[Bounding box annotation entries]
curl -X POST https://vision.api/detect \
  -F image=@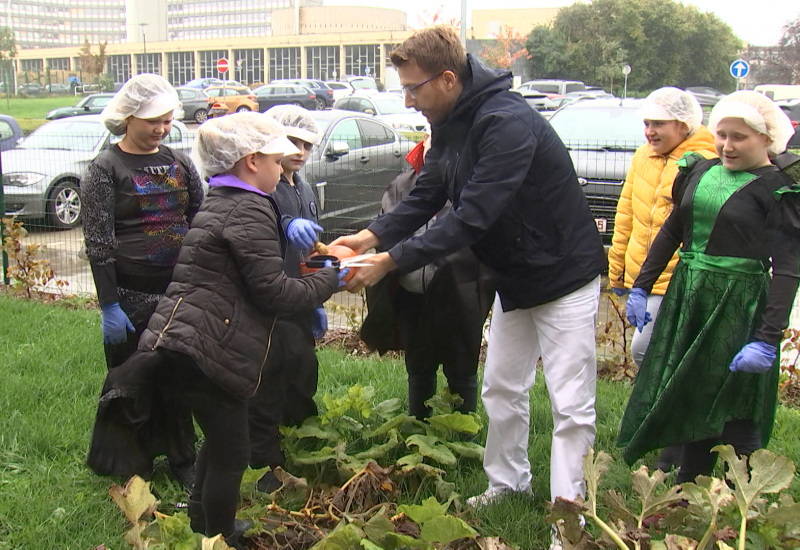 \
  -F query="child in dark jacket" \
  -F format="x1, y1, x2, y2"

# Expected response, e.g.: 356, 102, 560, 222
95, 113, 344, 548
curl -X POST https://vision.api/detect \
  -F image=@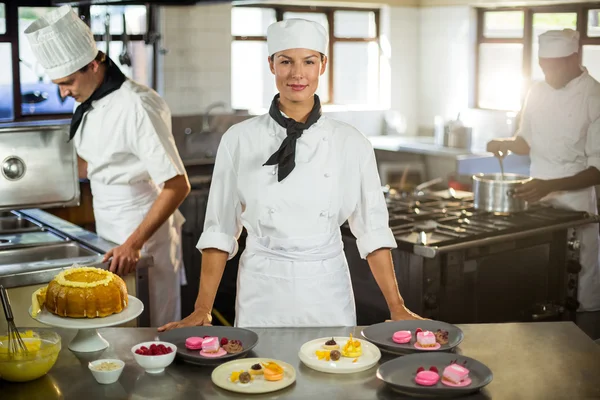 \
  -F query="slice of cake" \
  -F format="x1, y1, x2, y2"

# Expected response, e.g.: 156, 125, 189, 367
417, 331, 437, 347
442, 364, 469, 385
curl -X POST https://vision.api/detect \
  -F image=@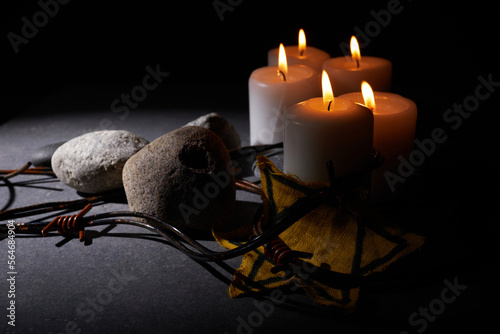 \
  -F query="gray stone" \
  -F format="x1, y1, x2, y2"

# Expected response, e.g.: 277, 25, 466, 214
123, 126, 236, 231
52, 130, 149, 193
185, 113, 241, 150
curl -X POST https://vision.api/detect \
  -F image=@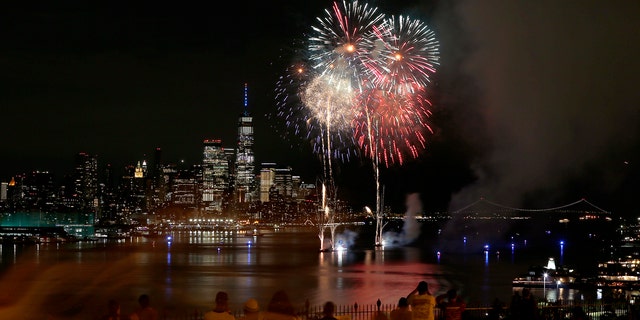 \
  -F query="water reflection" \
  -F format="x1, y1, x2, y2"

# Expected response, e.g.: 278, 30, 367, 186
0, 230, 620, 318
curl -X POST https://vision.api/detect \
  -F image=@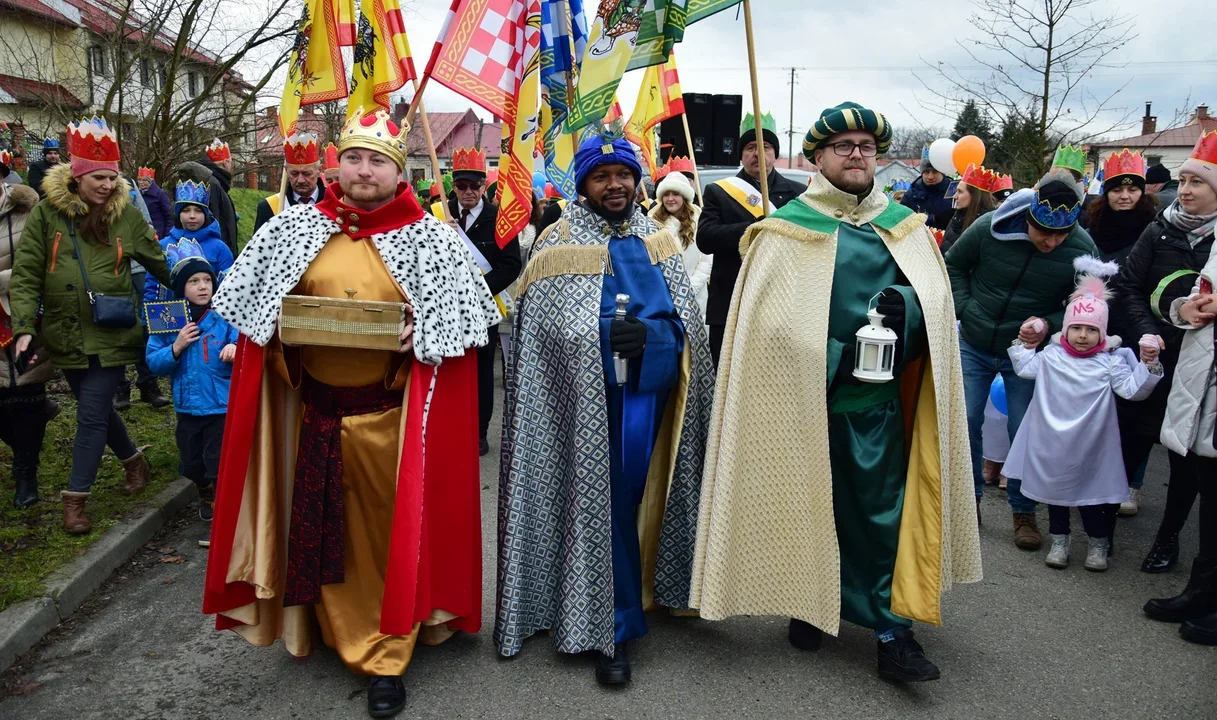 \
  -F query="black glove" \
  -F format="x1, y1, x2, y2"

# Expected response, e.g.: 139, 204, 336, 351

Exercise aim: Locate each line in the entries above that contains the word "response", and copy those lines.

Full solution:
# Expected response, e.g.: 356, 102, 560, 222
# Expected response, e.g.: 156, 125, 189, 367
# Expected response, e.g.: 277, 25, 466, 214
# Expected response, e.g.: 278, 30, 367, 186
# Expected response, e.g.: 139, 204, 336, 351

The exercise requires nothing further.